Reproduce every line of the listing below without changing anything.

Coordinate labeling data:
★ ★ ★ ★
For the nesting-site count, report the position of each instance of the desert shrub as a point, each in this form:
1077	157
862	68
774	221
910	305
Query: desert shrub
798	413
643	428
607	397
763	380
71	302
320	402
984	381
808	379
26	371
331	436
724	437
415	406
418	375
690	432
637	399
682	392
★ ★ ★ ★
▶ _TASK RESPONSE_:
For the nesting-site count, report the position of each instance of the desert shrub as a point, each in this form:
1077	157
862	68
774	221
910	305
Query: desert shrub
798	413
643	428
607	397
763	380
71	302
320	402
984	381
808	379
26	371
331	436
724	437
415	406
418	375
690	432
637	399
682	392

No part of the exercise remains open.